» **INSTRUCTIONS TO FOLLOW**
Write out all of the records below verbatim, keeping every line unchanged.

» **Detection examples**

--- start ---

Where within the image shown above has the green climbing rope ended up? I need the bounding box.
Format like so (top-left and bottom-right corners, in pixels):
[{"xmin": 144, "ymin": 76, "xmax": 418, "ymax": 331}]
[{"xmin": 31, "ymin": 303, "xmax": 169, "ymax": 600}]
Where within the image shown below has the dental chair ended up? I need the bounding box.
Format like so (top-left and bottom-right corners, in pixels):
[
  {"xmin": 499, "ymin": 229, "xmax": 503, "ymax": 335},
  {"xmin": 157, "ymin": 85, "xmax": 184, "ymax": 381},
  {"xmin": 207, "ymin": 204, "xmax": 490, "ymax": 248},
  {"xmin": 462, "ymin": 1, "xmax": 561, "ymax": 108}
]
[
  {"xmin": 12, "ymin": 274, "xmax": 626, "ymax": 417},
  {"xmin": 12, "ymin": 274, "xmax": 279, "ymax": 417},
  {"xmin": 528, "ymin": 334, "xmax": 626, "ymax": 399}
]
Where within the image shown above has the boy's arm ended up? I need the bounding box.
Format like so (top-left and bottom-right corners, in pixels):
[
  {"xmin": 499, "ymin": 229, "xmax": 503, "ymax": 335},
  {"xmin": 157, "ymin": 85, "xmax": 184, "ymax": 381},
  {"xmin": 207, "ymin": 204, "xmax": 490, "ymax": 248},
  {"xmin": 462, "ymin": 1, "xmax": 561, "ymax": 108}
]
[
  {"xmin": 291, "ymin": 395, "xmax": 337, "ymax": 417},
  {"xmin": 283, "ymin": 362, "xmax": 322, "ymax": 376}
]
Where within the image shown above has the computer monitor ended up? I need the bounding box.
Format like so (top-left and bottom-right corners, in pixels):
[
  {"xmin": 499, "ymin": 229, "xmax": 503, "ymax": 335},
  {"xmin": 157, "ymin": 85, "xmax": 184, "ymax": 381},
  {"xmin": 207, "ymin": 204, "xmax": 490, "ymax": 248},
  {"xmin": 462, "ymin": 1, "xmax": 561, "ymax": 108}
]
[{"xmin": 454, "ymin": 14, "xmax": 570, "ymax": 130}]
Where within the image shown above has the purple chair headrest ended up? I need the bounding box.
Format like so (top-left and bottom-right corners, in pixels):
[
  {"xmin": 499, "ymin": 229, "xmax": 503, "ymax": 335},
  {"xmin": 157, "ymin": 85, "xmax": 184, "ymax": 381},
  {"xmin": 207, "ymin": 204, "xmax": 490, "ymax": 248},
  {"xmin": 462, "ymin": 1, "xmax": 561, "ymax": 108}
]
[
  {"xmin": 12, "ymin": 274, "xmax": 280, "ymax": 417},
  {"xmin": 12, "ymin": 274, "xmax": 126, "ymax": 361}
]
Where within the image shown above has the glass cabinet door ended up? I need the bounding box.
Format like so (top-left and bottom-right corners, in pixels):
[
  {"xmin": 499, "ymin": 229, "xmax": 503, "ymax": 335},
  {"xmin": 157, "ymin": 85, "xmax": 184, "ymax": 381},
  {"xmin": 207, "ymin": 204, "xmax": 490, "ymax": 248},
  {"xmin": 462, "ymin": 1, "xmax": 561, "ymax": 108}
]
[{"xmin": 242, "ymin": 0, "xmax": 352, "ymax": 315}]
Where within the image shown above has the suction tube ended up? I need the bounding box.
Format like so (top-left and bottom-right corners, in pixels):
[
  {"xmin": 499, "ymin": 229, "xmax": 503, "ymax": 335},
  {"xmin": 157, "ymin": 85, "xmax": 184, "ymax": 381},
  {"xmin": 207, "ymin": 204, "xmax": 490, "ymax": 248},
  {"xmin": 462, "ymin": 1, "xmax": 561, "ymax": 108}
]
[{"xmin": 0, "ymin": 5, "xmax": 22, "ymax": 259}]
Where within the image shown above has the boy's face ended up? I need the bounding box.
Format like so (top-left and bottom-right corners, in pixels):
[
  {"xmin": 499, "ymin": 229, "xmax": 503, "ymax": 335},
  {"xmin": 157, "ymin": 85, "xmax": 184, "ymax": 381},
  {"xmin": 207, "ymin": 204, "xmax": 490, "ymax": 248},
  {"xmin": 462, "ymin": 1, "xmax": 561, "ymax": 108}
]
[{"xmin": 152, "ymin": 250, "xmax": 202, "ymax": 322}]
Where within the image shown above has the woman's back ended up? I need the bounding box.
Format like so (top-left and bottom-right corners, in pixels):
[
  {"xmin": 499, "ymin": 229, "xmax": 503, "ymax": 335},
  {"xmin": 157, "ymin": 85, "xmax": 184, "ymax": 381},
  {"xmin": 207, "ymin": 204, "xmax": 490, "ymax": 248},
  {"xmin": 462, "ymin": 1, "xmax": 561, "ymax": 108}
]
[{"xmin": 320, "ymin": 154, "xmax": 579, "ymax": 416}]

--- end ---

» **TASK ANSWER**
Where within the image shown above has the green climbing rope ended up? I need the bounding box.
Format like so (top-left and bottom-right corners, in pixels):
[{"xmin": 144, "ymin": 76, "xmax": 418, "ymax": 331}]
[{"xmin": 31, "ymin": 303, "xmax": 169, "ymax": 600}]
Where within the image shown below has the dental chair ended up? I need the bounding box.
Format like so (top-left and bottom-right corners, in pixels):
[
  {"xmin": 499, "ymin": 229, "xmax": 503, "ymax": 335},
  {"xmin": 157, "ymin": 85, "xmax": 184, "ymax": 381},
  {"xmin": 207, "ymin": 204, "xmax": 490, "ymax": 248},
  {"xmin": 462, "ymin": 1, "xmax": 561, "ymax": 108}
]
[
  {"xmin": 12, "ymin": 274, "xmax": 626, "ymax": 417},
  {"xmin": 12, "ymin": 274, "xmax": 279, "ymax": 417},
  {"xmin": 528, "ymin": 334, "xmax": 626, "ymax": 399}
]
Where within the image shown above has the boy's arm ended up? I need the bounding box.
Format like so (top-left and bottom-right corners, in pixels):
[
  {"xmin": 499, "ymin": 229, "xmax": 503, "ymax": 335},
  {"xmin": 157, "ymin": 85, "xmax": 184, "ymax": 381},
  {"xmin": 207, "ymin": 204, "xmax": 490, "ymax": 248},
  {"xmin": 462, "ymin": 1, "xmax": 561, "ymax": 108}
]
[
  {"xmin": 291, "ymin": 395, "xmax": 337, "ymax": 417},
  {"xmin": 283, "ymin": 362, "xmax": 322, "ymax": 376}
]
Where within the image shown above has the computer monitor ended up? I need the bounding box.
Format like so (top-left and bottom-right corners, in pixels):
[
  {"xmin": 499, "ymin": 229, "xmax": 503, "ymax": 335},
  {"xmin": 157, "ymin": 85, "xmax": 184, "ymax": 381},
  {"xmin": 207, "ymin": 204, "xmax": 490, "ymax": 248},
  {"xmin": 462, "ymin": 1, "xmax": 561, "ymax": 108}
]
[{"xmin": 454, "ymin": 14, "xmax": 570, "ymax": 130}]
Where within the image shown above has the purple chair headrest ended up? I need the bounding box.
Format like so (top-left and bottom-right corners, in pixels):
[
  {"xmin": 499, "ymin": 229, "xmax": 503, "ymax": 335},
  {"xmin": 157, "ymin": 85, "xmax": 184, "ymax": 381},
  {"xmin": 207, "ymin": 204, "xmax": 490, "ymax": 248},
  {"xmin": 462, "ymin": 1, "xmax": 561, "ymax": 108}
]
[
  {"xmin": 12, "ymin": 274, "xmax": 280, "ymax": 417},
  {"xmin": 12, "ymin": 274, "xmax": 126, "ymax": 361}
]
Where within the image shown above has the glass cabinet door ended up? I need the bounding box.
Format like so (top-left and bottom-right corners, in pixels):
[
  {"xmin": 499, "ymin": 229, "xmax": 503, "ymax": 335},
  {"xmin": 157, "ymin": 85, "xmax": 184, "ymax": 381},
  {"xmin": 207, "ymin": 204, "xmax": 490, "ymax": 248},
  {"xmin": 462, "ymin": 1, "xmax": 561, "ymax": 108}
]
[{"xmin": 242, "ymin": 0, "xmax": 352, "ymax": 315}]
Where within the image shown above has the suction tube ended up? I need the bounding box.
Format like so (top-left and bottom-right corners, in pixels):
[
  {"xmin": 499, "ymin": 229, "xmax": 503, "ymax": 335},
  {"xmin": 157, "ymin": 85, "xmax": 184, "ymax": 381},
  {"xmin": 207, "ymin": 204, "xmax": 490, "ymax": 248},
  {"xmin": 462, "ymin": 1, "xmax": 561, "ymax": 108}
]
[{"xmin": 0, "ymin": 5, "xmax": 22, "ymax": 259}]
Where within the image shown above has the boy's face ended up? I need the bounding box.
Format like so (top-left and bottom-right corners, in pixels):
[
  {"xmin": 499, "ymin": 229, "xmax": 503, "ymax": 335},
  {"xmin": 157, "ymin": 85, "xmax": 184, "ymax": 381},
  {"xmin": 207, "ymin": 204, "xmax": 490, "ymax": 248},
  {"xmin": 462, "ymin": 1, "xmax": 561, "ymax": 108}
]
[{"xmin": 152, "ymin": 250, "xmax": 202, "ymax": 322}]
Where within the image shown above has the woman's back ended up? I need the bounding box.
Format like so (top-left and bottom-right corners, in pixels):
[
  {"xmin": 499, "ymin": 229, "xmax": 503, "ymax": 335},
  {"xmin": 157, "ymin": 85, "xmax": 184, "ymax": 381},
  {"xmin": 207, "ymin": 204, "xmax": 490, "ymax": 248},
  {"xmin": 462, "ymin": 1, "xmax": 561, "ymax": 108}
]
[{"xmin": 320, "ymin": 154, "xmax": 579, "ymax": 416}]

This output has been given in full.